** DATA TO USE follows **

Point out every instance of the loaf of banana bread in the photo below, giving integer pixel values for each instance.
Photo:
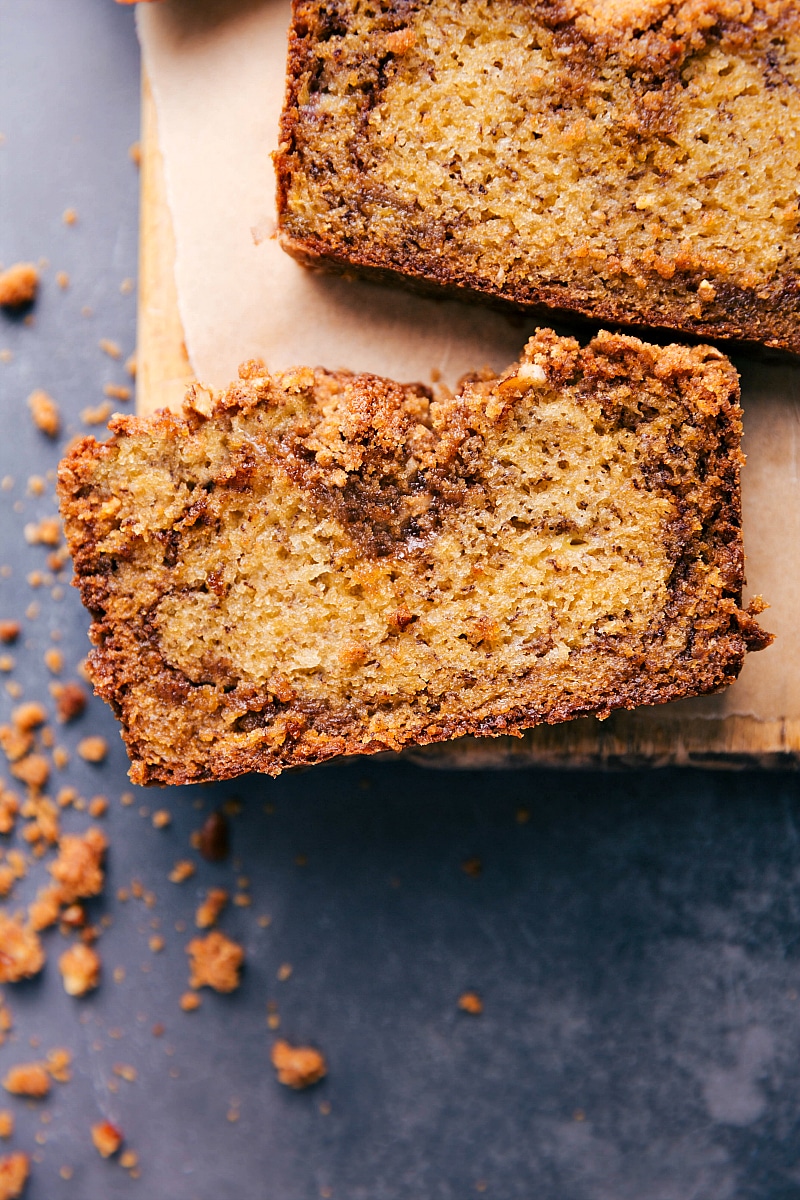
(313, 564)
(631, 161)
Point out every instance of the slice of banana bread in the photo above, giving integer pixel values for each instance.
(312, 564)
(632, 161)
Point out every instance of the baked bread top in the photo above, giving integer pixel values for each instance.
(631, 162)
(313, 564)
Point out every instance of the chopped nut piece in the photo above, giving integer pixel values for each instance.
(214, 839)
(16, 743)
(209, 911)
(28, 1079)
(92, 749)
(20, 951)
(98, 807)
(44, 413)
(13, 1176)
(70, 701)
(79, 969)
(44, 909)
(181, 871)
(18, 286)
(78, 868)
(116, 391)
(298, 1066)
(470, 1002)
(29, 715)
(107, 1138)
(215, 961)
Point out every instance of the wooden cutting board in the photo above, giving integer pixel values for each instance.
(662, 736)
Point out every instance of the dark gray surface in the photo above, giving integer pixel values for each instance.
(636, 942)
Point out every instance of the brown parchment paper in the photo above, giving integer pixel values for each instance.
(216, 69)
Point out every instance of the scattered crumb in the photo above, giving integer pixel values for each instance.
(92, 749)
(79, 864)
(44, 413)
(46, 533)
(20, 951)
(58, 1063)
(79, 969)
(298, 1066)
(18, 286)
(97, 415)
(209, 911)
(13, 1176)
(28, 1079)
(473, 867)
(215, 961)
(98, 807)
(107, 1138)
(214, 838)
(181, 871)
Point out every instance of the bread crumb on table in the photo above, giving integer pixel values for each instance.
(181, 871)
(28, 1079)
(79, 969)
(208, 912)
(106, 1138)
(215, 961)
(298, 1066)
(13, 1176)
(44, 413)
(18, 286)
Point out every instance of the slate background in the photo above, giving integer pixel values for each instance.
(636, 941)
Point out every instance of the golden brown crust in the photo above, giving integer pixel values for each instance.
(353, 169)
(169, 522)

** End of DATA TO USE **

* _WHAT YOU HAVE TO DO_
Which lines run from the one containing "Point out every instance of the golden" to the end of the entries above? Quote exactly those, and only those.

* _PROBLEM SOLUTION_
Point out every instance of the golden brown crust in the photo above, giving integer pixel values for each instance.
(353, 169)
(169, 522)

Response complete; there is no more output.